Output every entry exactly as written.

• **RECORDS FOR THIS TASK**
--------

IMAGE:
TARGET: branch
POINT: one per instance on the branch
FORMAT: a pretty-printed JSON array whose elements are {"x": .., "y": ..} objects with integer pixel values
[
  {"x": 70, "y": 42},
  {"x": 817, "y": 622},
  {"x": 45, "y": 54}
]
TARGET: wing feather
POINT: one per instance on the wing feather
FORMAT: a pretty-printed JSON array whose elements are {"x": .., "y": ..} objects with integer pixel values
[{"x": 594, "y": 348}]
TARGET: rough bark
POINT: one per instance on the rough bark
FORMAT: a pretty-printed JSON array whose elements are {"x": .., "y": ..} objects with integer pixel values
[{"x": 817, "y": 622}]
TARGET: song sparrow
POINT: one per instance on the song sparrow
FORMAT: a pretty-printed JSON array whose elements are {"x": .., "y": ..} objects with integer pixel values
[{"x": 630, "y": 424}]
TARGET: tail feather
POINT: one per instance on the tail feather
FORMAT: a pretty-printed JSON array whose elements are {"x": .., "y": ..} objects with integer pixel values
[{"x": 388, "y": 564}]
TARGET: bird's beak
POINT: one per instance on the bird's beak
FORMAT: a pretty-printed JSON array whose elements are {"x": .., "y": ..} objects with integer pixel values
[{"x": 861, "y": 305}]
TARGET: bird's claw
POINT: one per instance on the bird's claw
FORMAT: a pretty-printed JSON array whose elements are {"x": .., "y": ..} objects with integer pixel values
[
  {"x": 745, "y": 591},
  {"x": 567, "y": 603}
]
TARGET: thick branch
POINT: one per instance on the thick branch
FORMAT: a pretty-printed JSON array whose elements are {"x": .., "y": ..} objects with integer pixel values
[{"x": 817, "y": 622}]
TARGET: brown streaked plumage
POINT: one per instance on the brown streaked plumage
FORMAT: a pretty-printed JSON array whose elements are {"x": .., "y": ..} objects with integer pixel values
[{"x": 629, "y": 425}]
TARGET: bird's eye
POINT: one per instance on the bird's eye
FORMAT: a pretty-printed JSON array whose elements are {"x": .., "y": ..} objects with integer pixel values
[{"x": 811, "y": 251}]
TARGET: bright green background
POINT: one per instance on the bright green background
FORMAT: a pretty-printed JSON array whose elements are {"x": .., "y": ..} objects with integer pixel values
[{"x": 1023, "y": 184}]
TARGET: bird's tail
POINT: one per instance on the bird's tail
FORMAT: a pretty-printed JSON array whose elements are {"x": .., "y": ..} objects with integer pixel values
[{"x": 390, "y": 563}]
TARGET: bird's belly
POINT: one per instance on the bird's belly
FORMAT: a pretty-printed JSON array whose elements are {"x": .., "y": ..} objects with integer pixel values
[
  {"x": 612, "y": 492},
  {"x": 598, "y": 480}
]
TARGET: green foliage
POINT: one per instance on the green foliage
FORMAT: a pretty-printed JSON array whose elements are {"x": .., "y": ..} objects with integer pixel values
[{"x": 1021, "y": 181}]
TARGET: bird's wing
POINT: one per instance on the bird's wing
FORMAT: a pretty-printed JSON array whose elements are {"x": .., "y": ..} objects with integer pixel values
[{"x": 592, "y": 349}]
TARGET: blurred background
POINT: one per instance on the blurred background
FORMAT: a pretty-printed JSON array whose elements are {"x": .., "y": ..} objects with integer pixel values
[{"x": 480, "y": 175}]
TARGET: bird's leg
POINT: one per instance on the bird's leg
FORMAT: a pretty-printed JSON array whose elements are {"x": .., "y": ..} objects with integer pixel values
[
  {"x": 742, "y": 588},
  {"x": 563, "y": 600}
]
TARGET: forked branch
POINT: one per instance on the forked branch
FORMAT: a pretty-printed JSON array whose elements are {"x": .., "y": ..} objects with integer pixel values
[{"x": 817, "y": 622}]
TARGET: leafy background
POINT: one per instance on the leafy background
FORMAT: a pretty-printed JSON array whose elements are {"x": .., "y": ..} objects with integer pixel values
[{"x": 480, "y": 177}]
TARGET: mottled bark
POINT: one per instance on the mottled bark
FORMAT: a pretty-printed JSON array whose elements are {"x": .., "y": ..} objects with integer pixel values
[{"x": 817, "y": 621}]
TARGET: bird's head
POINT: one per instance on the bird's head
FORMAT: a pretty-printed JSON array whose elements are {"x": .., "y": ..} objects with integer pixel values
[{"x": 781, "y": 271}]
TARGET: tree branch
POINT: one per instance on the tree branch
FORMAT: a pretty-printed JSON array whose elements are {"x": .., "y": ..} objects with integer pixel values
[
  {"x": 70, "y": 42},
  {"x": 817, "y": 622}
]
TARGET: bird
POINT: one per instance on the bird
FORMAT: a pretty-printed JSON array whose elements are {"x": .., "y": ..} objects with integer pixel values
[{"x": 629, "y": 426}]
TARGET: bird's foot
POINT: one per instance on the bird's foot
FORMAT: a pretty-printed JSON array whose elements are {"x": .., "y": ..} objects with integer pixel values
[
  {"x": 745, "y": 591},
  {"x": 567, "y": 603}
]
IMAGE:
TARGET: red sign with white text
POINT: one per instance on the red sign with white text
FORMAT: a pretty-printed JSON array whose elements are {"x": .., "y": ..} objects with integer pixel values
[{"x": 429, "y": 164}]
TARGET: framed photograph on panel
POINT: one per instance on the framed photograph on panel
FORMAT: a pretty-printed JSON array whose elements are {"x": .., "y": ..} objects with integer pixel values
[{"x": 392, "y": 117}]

--------

• **EXERCISE RESPONSE**
IMAGE:
TARGET: branch
POINT: one per instance on the branch
FORMAT: a pretty-printed JSON array whose elements are {"x": .., "y": ..} objects with integer pixel values
[
  {"x": 70, "y": 42},
  {"x": 817, "y": 622},
  {"x": 45, "y": 54}
]
TARGET: wing feather
POINT: one per instance on the wing feather
FORMAT: a pretty-printed JSON array whose elements are {"x": .., "y": ..} objects with integer pixel values
[{"x": 594, "y": 348}]
TARGET: rough bark
POINT: one per instance on the rough bark
FORMAT: a pretty-printed JSON array whose elements are {"x": .., "y": ..} objects with integer pixel values
[{"x": 817, "y": 622}]
TARGET: song sparrow
POINT: one per instance on the song sparrow
FORMAT: a pretty-printed JSON array whose elements are {"x": .., "y": ..} objects with integer pixel values
[{"x": 630, "y": 424}]
TARGET: tail feather
POINT: one per instance on the tail feather
FORMAT: a pretty-printed JSON array whose elements are {"x": .., "y": ..} objects with integer pixel values
[{"x": 388, "y": 564}]
TARGET: bird's beak
POINT: one per instance on the bird's beak
FORMAT: a pretty-printed JSON array whose elements are {"x": .., "y": ..} objects with integer pixel values
[{"x": 861, "y": 305}]
TARGET: bird's claw
POINT: one per instance on the bird's claw
FORMAT: a pretty-printed JSON array whose elements are {"x": .., "y": ..} objects with integer pixel values
[
  {"x": 745, "y": 591},
  {"x": 567, "y": 603}
]
TARGET: thick branch
POINT: one per instance on the thick branch
FORMAT: a pretty-printed JSON array whose elements are {"x": .., "y": ..} objects with integer pixel values
[{"x": 817, "y": 622}]
TARGET: brown streaked plumage
POINT: one per instance on the brown streaked plumage
FORMAT: a pretty-printed JSON array whose elements are {"x": .., "y": ..} objects with integer pixel values
[{"x": 629, "y": 425}]
TARGET: bird's eye
POINT: one per instance on the bird's eye
FORMAT: a pretty-printed JSON array whose elements are {"x": .., "y": ..} objects with integer pixel values
[{"x": 811, "y": 251}]
TARGET: bright green background
POINT: one per instance on the bright green background
FORMAT: a pretty-printed JSON array whose elements are {"x": .., "y": ..} objects with integer pixel values
[{"x": 1023, "y": 184}]
TARGET: bird's tail
POINT: one per instance on the bird's tail
FORMAT: a pretty-printed JSON array whose elements are {"x": .., "y": ..} objects with integer pixel values
[{"x": 390, "y": 563}]
TARGET: bird's belly
POINT: one per instance on the bird's belly
FORMAT: a pretty-printed JSON array whose elements are {"x": .., "y": ..} objects with integer pixel values
[
  {"x": 612, "y": 492},
  {"x": 598, "y": 480}
]
TARGET: green foliage
POINT: one per instance on the green foliage
FORMAT: a pretty-printed JSON array whose elements are {"x": .., "y": ..} objects with integer pixel values
[{"x": 1021, "y": 181}]
TARGET: bird's wing
POINT: one per instance on the bird's wing
FORMAT: a pretty-printed JSON array whose elements are {"x": .., "y": ..} objects with integer pixel values
[{"x": 592, "y": 349}]
TARGET: blurred background
POINT: one per instance on the blurred background
FORMAT: a pretty-printed JSON array whose elements are {"x": .., "y": ..} objects with integer pixel values
[{"x": 480, "y": 175}]
TARGET: bird's leg
POINT: one per instance on the bird's leg
FORMAT: a pretty-printed JSON array whose elements are {"x": .., "y": ..} objects with integer pixel values
[
  {"x": 742, "y": 588},
  {"x": 563, "y": 600}
]
TARGET: forked branch
POINT: one per instance on the forked branch
FORMAT: a pretty-printed JSON array whose elements are {"x": .., "y": ..} objects with integer pixel values
[{"x": 817, "y": 622}]
TARGET: leafy background
POINT: one per instance on the leafy background
FORMAT: a pretty-printed JSON array whose elements are {"x": .., "y": ..} objects with integer pixel values
[{"x": 480, "y": 177}]
TARGET: mottled bark
POINT: one per instance on the mottled bark
FORMAT: a pretty-printed JSON array whose elements are {"x": .., "y": ..} objects with integer pixel values
[{"x": 817, "y": 621}]
TARGET: bird's head
POINT: one per instance on the bird's head
FORMAT: a pretty-printed JSON array whose elements are {"x": .., "y": ..} objects with integer pixel values
[{"x": 781, "y": 271}]
TARGET: tree branch
POINT: one per instance on the tree branch
FORMAT: a pretty-printed JSON array whose elements are {"x": .., "y": ..} objects with integer pixel values
[
  {"x": 70, "y": 42},
  {"x": 817, "y": 622}
]
TARGET: bird
POINT: one per instance on the bird
FORMAT: a pretty-printed JSON array whose elements are {"x": .., "y": ..} objects with integer pixel values
[{"x": 629, "y": 426}]
TARGET: bird's foot
POINT: one per instance on the bird's foot
FORMAT: a pretty-printed JSON array whose elements are {"x": .., "y": ..} objects with integer pixel values
[
  {"x": 745, "y": 591},
  {"x": 567, "y": 603}
]
IMAGE:
TARGET: red sign with white text
POINT: one per instance on the red sign with white text
FORMAT: a pretty-printed JSON array whose elements are {"x": .., "y": ..} objects with integer pixel values
[{"x": 429, "y": 164}]
TARGET: framed photograph on panel
POINT: one per instance on the framed photograph on panel
FORMAT: a pretty-printed JSON array whose elements are {"x": .., "y": ..} objects with integer pixel values
[{"x": 392, "y": 117}]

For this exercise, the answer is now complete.